SHORT EXERCISE: Reproduce word for word the stretch of the material below that runs from the line containing "Provide the location of every instance of the roof" through the end of the material.

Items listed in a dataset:
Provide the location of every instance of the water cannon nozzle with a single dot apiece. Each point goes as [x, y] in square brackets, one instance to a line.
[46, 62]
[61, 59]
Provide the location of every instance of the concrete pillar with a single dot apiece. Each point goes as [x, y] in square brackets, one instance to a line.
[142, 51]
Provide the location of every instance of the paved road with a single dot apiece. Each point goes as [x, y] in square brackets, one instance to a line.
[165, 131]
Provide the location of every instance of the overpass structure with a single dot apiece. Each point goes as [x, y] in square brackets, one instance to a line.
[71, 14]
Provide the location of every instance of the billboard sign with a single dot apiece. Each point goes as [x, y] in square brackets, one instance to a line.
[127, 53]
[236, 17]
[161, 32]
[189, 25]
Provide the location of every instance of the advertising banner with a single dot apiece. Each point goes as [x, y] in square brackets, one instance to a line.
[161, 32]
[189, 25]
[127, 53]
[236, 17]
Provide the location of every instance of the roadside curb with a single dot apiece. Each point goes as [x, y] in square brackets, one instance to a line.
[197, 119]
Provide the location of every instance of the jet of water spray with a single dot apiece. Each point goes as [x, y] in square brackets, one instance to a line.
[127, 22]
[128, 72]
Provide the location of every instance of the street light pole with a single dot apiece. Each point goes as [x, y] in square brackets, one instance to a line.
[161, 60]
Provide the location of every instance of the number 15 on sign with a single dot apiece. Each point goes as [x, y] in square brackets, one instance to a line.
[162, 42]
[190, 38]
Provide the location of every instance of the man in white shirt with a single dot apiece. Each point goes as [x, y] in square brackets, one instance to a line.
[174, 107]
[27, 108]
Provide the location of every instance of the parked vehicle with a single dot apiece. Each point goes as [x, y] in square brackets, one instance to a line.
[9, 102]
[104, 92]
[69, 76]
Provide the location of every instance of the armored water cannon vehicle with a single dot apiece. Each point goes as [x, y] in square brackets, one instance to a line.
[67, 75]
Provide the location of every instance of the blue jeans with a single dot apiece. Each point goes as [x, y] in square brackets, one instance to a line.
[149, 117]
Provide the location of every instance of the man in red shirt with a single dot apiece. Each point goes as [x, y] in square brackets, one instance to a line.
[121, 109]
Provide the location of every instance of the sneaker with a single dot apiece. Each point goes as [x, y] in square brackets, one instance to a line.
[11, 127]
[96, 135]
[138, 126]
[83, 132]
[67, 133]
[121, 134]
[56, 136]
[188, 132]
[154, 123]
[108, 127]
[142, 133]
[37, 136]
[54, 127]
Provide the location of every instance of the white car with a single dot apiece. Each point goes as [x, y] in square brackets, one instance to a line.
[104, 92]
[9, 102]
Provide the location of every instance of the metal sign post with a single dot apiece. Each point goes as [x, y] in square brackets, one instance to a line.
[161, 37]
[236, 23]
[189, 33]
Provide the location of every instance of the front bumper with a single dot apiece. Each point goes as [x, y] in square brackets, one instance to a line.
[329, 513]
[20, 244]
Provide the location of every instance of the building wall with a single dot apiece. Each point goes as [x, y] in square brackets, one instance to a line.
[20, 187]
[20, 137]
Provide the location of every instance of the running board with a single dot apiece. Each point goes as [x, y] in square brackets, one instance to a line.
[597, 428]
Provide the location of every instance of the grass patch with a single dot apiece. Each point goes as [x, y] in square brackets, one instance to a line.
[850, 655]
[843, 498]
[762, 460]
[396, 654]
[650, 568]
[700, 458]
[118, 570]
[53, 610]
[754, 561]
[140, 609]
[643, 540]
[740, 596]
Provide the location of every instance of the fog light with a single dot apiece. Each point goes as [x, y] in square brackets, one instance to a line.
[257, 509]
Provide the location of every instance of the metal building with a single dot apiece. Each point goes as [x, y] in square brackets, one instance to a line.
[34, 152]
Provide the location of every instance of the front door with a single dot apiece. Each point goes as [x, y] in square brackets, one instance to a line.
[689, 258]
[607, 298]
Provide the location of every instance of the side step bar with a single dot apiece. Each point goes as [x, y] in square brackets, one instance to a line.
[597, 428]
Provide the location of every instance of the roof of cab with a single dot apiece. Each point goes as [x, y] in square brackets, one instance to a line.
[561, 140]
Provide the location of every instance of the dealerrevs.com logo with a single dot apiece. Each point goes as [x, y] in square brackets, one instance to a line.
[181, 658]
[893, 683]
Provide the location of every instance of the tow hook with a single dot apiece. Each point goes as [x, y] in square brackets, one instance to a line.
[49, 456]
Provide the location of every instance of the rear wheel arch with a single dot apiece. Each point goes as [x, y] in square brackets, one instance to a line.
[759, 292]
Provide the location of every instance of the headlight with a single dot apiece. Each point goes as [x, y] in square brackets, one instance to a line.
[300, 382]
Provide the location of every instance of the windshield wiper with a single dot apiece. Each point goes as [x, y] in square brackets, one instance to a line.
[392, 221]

EXERCISE RESULT:
Provide the location of every instance of the roof of cab with a single dot apiece. Each point goes as [x, y] in square brackets, one instance to a line.
[561, 140]
Provide the location of every instance of the dealerrevs.com logo with a single dot apiece. Each point goes as [x, y] in square brackets, one instance to a line.
[181, 658]
[893, 683]
Provide the location of every instance of the tow hook with a single dot apiece. Each point goes as [x, y] in square brackets, one instance to a line.
[49, 456]
Provide the location of every instance of the rear wheel arch with a single dot apiece. Each point goes as [x, y] in square brackets, one instance to a line.
[759, 292]
Provide the location of every instance of the headlight with a single dot apiece. Each point goes as [x, y] in square brackets, one instance to a line.
[300, 382]
Provide the location of every instance of the windshield wiper with a single dot apiece. Each point goes as [x, y] in square brackets, one instance to a line.
[392, 221]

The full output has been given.